Pensions Weekly Update – 21 July 2021

    View Author July 2021

    Here is our weekly summary of key legal and regulatory developments relevant to occupational pension schemes, which you might have missed, with links for further information.

    • In May, we noted that the European Commission had recommended to the EU Parliament and EU Council that the EU should not approve the UK's application to become a party to the Lugano Convention. Becoming a party to the Lugano Convention in its own right would mean that the UK would retain (broadly speaking) the same reciprocal recognition and enforcement of judgment arrangements with EU member states that were in place before the end of the Brexit transitional period. In a pensions context, the implications of this are particularly relevant where trustees have the benefit of a guarantee given by an EU parent company. The European Commission has now issued a note verbale to the Swiss Federal Council (which acts as the depositary of the Lugano Convention) saying that the "European Commission, representing the European Union, would like to notify to you that the European Union is not in a position to give its consent to invite the United Kingdom to accede to the Lugano Convention." The consequences of this will vary, depending on the type of jurisdiction clause contained in a cross-border agreement and the attitude of the courts of an EU member state to the recognition and enforcement of UK judgments. Trustees with a guarantee given by a company based in an EU member state, in particular, may want to take further advice on these issues.

[Records supplied]
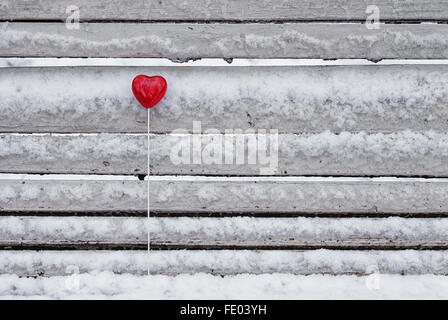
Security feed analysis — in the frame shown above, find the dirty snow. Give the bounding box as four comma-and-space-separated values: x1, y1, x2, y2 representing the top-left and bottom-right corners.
0, 272, 448, 300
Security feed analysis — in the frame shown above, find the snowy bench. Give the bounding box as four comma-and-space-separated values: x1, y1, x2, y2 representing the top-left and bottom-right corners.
0, 0, 448, 275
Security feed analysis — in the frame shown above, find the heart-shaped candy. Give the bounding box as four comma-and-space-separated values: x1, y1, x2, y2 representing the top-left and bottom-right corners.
132, 74, 168, 108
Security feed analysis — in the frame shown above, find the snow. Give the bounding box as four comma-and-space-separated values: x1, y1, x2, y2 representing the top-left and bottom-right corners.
0, 173, 448, 183
0, 272, 448, 300
4, 57, 448, 68
0, 65, 448, 132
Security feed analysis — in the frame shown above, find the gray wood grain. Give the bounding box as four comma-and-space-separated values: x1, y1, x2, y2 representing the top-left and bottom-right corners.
0, 65, 448, 133
0, 217, 448, 250
0, 0, 448, 21
0, 250, 448, 276
0, 23, 448, 60
0, 131, 448, 177
0, 177, 448, 217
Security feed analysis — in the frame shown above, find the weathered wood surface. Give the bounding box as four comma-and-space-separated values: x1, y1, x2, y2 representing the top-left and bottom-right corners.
0, 217, 448, 250
0, 22, 448, 60
0, 65, 448, 133
0, 177, 448, 216
0, 250, 448, 276
0, 131, 448, 177
0, 0, 448, 21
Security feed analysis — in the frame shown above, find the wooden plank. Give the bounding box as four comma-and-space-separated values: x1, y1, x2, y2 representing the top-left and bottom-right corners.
0, 177, 448, 216
0, 217, 448, 250
0, 65, 448, 133
0, 0, 448, 21
0, 22, 448, 60
0, 131, 448, 177
0, 250, 448, 277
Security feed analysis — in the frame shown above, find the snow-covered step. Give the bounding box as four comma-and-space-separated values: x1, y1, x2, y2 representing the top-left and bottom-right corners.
0, 22, 448, 60
0, 130, 448, 176
4, 0, 448, 21
0, 216, 448, 250
0, 249, 448, 276
0, 178, 448, 216
0, 272, 448, 300
0, 65, 448, 133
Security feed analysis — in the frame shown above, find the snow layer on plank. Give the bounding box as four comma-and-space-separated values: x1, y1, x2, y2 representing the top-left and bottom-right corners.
0, 249, 448, 276
0, 272, 448, 300
0, 65, 448, 132
0, 130, 448, 176
6, 57, 448, 68
0, 175, 448, 215
0, 22, 448, 60
0, 217, 448, 246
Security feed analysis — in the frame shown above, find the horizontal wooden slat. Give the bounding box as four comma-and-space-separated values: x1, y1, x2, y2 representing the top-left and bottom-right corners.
0, 249, 448, 276
0, 217, 448, 250
0, 131, 448, 176
0, 177, 448, 216
0, 65, 448, 133
0, 0, 448, 21
0, 23, 448, 60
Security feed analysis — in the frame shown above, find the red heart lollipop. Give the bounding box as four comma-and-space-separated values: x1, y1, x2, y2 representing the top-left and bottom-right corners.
132, 74, 168, 108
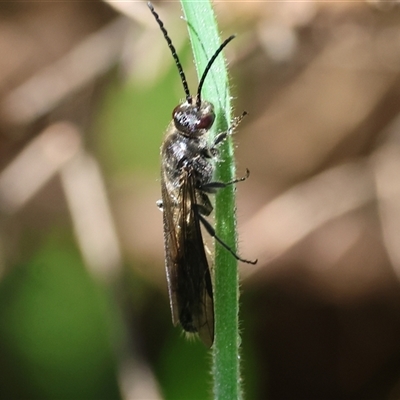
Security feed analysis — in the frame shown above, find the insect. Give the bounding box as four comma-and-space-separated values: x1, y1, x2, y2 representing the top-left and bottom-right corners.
148, 2, 257, 347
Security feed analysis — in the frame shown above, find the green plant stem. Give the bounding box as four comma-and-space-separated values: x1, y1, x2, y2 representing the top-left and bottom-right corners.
181, 0, 242, 400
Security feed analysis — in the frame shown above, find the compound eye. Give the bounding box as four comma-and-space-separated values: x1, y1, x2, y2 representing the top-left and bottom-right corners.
196, 113, 215, 130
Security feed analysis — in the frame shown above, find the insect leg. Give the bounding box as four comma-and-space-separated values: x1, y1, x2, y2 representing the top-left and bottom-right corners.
211, 111, 247, 148
197, 213, 258, 265
199, 168, 250, 193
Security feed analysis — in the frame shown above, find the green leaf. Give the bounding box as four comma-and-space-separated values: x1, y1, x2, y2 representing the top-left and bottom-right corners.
181, 0, 242, 399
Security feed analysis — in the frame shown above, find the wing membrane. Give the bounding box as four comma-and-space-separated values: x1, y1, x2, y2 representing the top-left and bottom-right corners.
162, 169, 214, 346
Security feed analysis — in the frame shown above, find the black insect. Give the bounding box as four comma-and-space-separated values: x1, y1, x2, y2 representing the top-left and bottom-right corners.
148, 3, 257, 347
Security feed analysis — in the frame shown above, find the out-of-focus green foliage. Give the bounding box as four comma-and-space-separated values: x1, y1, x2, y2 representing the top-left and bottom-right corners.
0, 237, 121, 400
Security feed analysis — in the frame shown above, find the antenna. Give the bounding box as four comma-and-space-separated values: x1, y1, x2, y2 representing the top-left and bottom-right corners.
147, 1, 191, 103
196, 35, 235, 107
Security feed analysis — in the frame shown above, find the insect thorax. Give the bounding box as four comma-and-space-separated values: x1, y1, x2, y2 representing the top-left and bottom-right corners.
161, 130, 214, 188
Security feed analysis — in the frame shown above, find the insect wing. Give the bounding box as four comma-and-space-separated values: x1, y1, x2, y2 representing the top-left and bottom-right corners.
162, 170, 214, 347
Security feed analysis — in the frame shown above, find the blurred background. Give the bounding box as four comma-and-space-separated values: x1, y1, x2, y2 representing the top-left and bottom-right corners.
0, 1, 400, 400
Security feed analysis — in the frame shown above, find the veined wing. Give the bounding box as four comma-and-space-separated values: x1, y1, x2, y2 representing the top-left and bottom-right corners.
162, 166, 214, 346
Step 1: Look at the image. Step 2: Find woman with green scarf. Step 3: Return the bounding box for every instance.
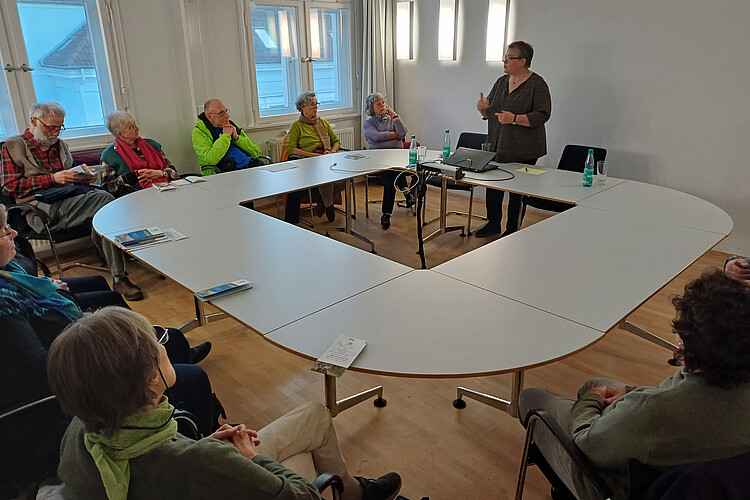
[48,307,401,500]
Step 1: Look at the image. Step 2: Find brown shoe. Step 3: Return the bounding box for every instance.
[112,277,143,301]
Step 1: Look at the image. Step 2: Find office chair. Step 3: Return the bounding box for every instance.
[516,410,750,500]
[422,132,487,236]
[523,144,607,212]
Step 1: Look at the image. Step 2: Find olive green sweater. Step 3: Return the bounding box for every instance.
[570,370,750,498]
[58,418,320,500]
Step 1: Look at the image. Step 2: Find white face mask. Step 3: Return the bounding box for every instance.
[29,120,58,146]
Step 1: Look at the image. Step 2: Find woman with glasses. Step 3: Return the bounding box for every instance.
[49,308,401,500]
[476,41,552,238]
[0,205,218,494]
[286,92,344,222]
[102,111,180,197]
[363,92,417,229]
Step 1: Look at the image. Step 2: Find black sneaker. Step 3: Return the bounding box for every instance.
[474,223,502,238]
[190,342,211,364]
[354,472,401,500]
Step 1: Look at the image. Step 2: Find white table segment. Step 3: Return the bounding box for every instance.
[579,181,733,236]
[266,270,603,377]
[119,206,411,333]
[93,184,237,235]
[434,207,724,332]
[199,152,384,203]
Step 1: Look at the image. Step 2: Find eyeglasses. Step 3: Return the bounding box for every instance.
[154,325,169,345]
[36,118,65,132]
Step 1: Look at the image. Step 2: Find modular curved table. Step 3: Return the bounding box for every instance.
[94,150,732,415]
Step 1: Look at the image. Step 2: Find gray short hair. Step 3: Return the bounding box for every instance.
[294,92,315,113]
[106,110,135,137]
[29,101,65,118]
[365,92,385,116]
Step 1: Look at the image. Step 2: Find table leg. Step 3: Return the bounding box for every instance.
[326,179,377,253]
[325,374,386,417]
[180,296,229,333]
[453,371,524,417]
[424,177,465,243]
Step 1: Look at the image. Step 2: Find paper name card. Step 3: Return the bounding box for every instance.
[318,335,367,368]
[195,279,253,302]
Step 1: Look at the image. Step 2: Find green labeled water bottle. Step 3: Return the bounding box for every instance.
[582,149,594,187]
[409,135,417,168]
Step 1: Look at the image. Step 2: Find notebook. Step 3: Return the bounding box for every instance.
[443,148,497,172]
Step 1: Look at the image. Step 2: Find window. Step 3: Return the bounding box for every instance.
[0,0,126,139]
[249,0,353,118]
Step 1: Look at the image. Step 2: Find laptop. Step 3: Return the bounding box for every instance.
[443,148,497,172]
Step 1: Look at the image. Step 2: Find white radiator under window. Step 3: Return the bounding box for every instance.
[266,127,354,163]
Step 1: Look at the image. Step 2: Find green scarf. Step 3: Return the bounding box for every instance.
[83,396,177,500]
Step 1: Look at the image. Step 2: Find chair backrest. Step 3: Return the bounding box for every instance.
[557,144,607,172]
[628,453,750,500]
[456,132,487,149]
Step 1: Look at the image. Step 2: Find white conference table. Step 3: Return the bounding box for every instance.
[94,150,732,415]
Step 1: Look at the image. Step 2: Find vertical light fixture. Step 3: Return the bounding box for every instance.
[485,0,505,62]
[279,10,292,58]
[310,9,321,59]
[438,0,458,61]
[396,2,414,59]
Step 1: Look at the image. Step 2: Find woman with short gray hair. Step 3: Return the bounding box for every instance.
[364,92,416,229]
[285,92,344,222]
[102,111,180,197]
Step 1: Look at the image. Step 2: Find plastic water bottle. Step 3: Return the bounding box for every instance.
[583,149,594,187]
[409,136,417,168]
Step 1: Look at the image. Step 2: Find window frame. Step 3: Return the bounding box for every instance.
[237,0,360,129]
[0,0,133,150]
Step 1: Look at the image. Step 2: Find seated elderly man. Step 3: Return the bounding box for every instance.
[724,255,750,281]
[519,270,750,499]
[0,102,143,300]
[102,111,180,197]
[193,99,260,175]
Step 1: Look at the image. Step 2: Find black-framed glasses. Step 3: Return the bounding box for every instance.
[154,325,169,345]
[36,118,65,132]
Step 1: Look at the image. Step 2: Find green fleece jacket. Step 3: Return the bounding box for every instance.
[193,120,261,168]
[57,418,320,500]
[570,370,750,499]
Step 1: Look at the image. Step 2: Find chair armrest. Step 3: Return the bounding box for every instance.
[313,472,344,499]
[521,409,612,498]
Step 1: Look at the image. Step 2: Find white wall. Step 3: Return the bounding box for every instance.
[395,0,750,254]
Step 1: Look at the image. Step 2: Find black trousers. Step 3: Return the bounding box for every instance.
[485,160,536,234]
[380,170,409,214]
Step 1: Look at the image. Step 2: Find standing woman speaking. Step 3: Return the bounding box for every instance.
[476,41,552,238]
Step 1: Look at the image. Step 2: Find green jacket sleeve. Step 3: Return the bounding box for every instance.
[189,438,320,500]
[236,130,260,158]
[193,126,232,167]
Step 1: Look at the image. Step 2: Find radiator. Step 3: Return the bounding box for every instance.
[266,127,354,163]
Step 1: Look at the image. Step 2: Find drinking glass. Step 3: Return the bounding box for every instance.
[596,160,609,187]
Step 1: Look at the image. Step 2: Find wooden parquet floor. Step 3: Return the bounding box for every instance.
[50,181,726,500]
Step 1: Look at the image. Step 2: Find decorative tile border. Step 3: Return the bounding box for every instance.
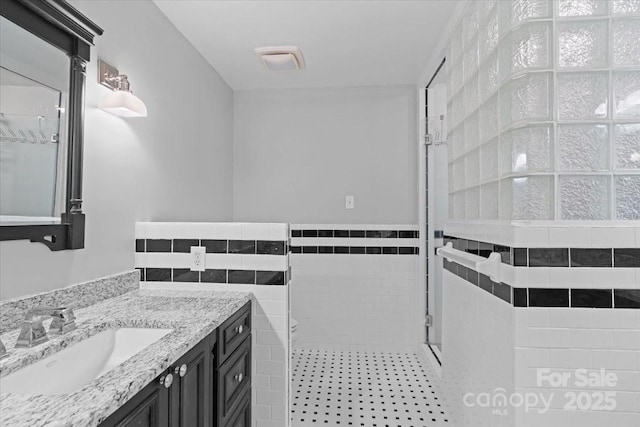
[136,239,289,255]
[443,259,640,309]
[444,236,640,268]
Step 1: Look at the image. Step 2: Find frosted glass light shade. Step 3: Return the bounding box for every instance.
[99,90,147,117]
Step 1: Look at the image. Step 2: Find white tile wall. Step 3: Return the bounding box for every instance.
[135,223,291,427]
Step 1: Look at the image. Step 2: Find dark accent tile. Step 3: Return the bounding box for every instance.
[467,240,478,255]
[173,239,200,253]
[493,245,511,265]
[513,288,528,307]
[256,240,286,255]
[513,248,527,267]
[529,248,569,268]
[529,288,569,307]
[200,269,227,283]
[569,248,613,267]
[256,271,285,285]
[200,240,227,254]
[612,248,640,267]
[146,239,171,252]
[479,274,493,293]
[144,268,171,282]
[333,230,349,238]
[613,289,640,308]
[571,289,613,308]
[173,268,200,282]
[398,230,417,239]
[227,270,256,285]
[493,282,511,304]
[229,240,256,254]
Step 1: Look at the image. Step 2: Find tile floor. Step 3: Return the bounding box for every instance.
[291,349,451,427]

[Task requirements]
[a] Name every institution of the EU or of Switzerland mentioned in the pensions update.
[b] According to the pensions update, what role does the Swiss Federal Council play with respect to the Lugano Convention?
[c] Reproduce word for word the stretch of the pensions update from "Pensions Weekly Update" through "for further information.".

[Solutions to each task]
[a]
European Commission
EU Parliament
EU Council
Swiss Federal Council

[b] It acts as the depositary of the Lugano Convention.

[c]
Pensions Weekly Update – 21 July 2021

    View Author July 2021

    Here is our weekly summary of key legal and regulatory developments relevant to occupational pension schemes, which you might have missed, with links for further information.